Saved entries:

>>>>>

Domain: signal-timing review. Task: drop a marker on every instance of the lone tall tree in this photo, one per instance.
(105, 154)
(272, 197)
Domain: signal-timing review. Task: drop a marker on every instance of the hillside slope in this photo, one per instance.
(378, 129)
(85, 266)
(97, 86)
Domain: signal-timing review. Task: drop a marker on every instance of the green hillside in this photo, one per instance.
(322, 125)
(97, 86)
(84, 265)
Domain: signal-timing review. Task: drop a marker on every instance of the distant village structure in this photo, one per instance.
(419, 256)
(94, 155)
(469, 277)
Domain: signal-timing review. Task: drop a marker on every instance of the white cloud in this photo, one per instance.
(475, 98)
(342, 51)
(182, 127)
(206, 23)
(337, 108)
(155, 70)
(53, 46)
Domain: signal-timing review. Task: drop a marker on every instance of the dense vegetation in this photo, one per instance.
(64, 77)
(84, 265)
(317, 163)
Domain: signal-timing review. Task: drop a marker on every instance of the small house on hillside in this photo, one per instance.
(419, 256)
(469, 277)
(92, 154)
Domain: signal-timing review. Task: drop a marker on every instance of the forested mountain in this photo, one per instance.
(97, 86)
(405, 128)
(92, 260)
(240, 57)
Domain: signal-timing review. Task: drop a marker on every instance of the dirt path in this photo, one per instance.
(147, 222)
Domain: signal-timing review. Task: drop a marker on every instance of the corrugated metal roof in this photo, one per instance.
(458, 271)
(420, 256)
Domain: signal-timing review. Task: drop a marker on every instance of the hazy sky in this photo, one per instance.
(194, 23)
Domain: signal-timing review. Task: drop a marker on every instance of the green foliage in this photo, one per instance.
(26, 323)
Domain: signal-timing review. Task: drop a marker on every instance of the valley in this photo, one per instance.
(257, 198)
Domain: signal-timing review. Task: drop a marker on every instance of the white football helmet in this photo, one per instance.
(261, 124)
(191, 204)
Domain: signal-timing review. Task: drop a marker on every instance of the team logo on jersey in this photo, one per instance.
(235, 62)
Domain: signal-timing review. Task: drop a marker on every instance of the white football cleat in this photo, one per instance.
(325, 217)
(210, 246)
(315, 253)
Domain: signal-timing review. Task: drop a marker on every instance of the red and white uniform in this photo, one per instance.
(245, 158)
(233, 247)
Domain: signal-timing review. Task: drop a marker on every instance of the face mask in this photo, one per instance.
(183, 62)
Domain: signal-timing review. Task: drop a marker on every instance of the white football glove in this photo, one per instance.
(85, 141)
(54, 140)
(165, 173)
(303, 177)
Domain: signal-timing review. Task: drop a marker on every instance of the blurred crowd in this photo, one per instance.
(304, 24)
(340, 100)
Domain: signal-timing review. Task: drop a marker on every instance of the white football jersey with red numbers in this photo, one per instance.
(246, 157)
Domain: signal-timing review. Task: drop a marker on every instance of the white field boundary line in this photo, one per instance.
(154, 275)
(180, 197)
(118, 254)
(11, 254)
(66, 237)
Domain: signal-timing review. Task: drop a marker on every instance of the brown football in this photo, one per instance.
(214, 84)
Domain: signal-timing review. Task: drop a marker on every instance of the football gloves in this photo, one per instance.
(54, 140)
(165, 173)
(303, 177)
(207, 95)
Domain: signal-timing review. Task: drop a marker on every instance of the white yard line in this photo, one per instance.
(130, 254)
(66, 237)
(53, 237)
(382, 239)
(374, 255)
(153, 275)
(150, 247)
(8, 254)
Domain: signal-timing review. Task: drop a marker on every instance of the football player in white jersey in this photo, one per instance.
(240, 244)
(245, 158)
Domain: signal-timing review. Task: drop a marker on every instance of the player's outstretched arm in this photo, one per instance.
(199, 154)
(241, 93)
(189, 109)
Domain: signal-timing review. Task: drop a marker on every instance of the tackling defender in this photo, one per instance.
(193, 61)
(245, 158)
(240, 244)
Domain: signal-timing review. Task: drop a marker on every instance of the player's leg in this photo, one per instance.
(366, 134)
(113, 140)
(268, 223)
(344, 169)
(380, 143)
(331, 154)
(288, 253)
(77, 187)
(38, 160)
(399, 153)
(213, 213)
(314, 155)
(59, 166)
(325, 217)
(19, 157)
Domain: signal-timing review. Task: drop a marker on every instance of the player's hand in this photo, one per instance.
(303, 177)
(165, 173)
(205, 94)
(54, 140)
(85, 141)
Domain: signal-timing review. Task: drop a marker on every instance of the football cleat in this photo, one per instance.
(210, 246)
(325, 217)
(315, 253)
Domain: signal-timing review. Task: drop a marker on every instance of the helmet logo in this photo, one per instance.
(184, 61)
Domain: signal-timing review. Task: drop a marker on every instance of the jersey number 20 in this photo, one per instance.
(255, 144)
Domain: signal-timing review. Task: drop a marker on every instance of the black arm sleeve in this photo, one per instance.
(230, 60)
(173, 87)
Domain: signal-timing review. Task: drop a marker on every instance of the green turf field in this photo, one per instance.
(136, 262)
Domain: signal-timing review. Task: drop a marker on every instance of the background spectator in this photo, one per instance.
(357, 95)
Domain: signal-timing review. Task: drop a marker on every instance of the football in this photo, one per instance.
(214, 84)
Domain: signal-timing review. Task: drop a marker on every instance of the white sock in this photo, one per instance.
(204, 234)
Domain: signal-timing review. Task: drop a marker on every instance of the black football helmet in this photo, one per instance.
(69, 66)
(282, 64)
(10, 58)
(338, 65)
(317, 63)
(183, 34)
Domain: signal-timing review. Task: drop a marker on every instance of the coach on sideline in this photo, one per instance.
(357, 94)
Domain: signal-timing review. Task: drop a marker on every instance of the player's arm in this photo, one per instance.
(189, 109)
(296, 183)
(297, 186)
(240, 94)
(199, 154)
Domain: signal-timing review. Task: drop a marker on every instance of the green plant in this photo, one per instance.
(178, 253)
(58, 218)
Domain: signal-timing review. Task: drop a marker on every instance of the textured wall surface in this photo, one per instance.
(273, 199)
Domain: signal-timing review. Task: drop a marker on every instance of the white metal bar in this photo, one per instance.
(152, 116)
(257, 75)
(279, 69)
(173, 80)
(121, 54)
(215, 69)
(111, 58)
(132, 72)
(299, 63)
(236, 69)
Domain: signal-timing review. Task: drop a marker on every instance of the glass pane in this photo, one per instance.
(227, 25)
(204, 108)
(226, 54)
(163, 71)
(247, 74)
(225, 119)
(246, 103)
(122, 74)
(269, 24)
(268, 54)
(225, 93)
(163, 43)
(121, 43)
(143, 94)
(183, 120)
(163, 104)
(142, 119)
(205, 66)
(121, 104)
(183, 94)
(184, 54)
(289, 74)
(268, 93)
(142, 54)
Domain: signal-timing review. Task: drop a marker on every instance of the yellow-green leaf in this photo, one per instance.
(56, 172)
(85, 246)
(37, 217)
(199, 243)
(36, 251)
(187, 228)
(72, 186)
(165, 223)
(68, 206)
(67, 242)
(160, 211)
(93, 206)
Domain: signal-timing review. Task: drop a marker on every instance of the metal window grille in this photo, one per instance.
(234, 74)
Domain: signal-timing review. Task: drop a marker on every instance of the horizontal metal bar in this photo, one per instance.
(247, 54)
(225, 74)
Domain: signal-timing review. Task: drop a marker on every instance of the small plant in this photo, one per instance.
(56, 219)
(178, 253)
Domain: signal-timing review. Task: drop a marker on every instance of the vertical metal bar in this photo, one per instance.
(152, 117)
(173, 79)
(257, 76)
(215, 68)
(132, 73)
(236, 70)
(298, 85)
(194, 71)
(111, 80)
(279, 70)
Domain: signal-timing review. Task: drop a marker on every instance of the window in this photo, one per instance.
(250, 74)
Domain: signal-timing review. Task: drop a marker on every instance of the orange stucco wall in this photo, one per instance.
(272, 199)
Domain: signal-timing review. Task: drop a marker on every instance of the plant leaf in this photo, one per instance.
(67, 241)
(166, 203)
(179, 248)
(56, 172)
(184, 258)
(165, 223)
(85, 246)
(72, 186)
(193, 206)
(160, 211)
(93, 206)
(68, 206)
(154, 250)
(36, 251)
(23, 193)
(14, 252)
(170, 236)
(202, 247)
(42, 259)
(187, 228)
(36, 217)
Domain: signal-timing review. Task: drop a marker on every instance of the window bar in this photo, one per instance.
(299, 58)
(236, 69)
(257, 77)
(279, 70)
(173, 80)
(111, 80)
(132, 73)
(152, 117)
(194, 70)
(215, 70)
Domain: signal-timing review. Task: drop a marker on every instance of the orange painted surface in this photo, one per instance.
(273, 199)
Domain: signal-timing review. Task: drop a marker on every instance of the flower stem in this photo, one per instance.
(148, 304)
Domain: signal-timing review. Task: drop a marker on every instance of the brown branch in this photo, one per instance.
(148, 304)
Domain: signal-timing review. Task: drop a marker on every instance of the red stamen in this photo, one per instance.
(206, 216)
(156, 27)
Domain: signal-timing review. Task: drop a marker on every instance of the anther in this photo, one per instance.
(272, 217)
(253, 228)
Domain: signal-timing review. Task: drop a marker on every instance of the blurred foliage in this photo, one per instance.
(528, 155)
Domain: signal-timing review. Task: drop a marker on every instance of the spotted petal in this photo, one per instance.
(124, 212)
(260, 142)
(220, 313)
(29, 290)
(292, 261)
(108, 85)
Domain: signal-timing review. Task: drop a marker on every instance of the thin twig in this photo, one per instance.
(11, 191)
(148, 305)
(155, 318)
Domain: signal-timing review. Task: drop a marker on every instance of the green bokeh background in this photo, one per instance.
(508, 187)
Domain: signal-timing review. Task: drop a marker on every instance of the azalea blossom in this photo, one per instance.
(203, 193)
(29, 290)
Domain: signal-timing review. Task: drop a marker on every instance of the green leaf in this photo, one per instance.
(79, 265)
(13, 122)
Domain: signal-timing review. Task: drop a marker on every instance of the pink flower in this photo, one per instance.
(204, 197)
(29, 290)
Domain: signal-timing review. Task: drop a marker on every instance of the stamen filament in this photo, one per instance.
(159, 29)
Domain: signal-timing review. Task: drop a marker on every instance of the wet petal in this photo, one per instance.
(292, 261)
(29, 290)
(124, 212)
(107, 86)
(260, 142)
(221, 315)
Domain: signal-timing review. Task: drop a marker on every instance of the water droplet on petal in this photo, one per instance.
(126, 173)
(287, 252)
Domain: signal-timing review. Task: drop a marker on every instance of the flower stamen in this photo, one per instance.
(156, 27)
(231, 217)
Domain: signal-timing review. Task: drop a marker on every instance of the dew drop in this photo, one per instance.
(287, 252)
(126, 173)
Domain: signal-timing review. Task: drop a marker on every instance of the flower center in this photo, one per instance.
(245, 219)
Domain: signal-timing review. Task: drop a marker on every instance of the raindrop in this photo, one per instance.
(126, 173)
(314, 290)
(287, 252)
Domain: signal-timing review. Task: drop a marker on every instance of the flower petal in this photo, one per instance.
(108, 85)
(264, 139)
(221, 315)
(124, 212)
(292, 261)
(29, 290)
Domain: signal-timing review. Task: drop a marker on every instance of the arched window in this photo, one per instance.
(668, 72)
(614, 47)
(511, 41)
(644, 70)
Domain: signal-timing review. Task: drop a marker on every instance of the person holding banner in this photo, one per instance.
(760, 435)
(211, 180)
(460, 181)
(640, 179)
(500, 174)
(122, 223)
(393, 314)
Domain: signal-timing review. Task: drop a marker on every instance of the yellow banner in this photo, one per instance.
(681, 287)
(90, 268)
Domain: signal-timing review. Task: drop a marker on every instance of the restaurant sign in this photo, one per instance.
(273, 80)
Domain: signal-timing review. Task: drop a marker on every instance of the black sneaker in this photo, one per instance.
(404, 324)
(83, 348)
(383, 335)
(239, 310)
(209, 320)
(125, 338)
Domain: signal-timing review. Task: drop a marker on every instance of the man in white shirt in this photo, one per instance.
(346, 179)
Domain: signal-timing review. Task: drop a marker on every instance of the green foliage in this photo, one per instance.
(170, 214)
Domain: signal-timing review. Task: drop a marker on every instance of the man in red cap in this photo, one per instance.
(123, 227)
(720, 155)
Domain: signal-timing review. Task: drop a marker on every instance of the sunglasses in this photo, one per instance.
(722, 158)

<<<<<

Return every line from the one holding "arched window in this photo, one per instance." through the end of the data, exactly as it appears, with both ends kept and nothing else.

Output of the exercise:
Domain: signal-timing review. Task: drop a marker on every instance of the arched window in this photo, one per instance.
(668, 72)
(614, 47)
(511, 41)
(644, 70)
Domain: signal-timing review. Task: drop a marker on every instance of the person holding banner in this photo, one per instance.
(760, 435)
(211, 180)
(460, 181)
(640, 179)
(500, 174)
(122, 223)
(393, 314)
Domain: signal-timing review. Task: drop a marker on every instance of the yellow banner in this photo, one per instance.
(681, 287)
(90, 268)
Domain: signal-timing review. Task: drop a marker on every instance of the restaurant sign in this photo, one per instance.
(273, 80)
Domain: signal-timing review. Task: drop a marker on every instance of the black sneaker in this photo, one per instance.
(404, 324)
(83, 348)
(383, 335)
(239, 310)
(209, 320)
(125, 338)
Domain: signal-timing review. Task: drop a marker on every instance of the man in white shirt in this photo, one per instance.
(346, 179)
Domain: signal-timing review. Task: drop a marker on every instance of the green foliage in this photo, one per instance.
(170, 214)
Domain: signal-timing review. Task: drop a marker on every instance of the man in red cap in this photo, one per instance.
(123, 227)
(720, 155)
Domain: signal-timing review. Task: drop a marker on every instance of the sunglasses in this photo, one per instance.
(722, 158)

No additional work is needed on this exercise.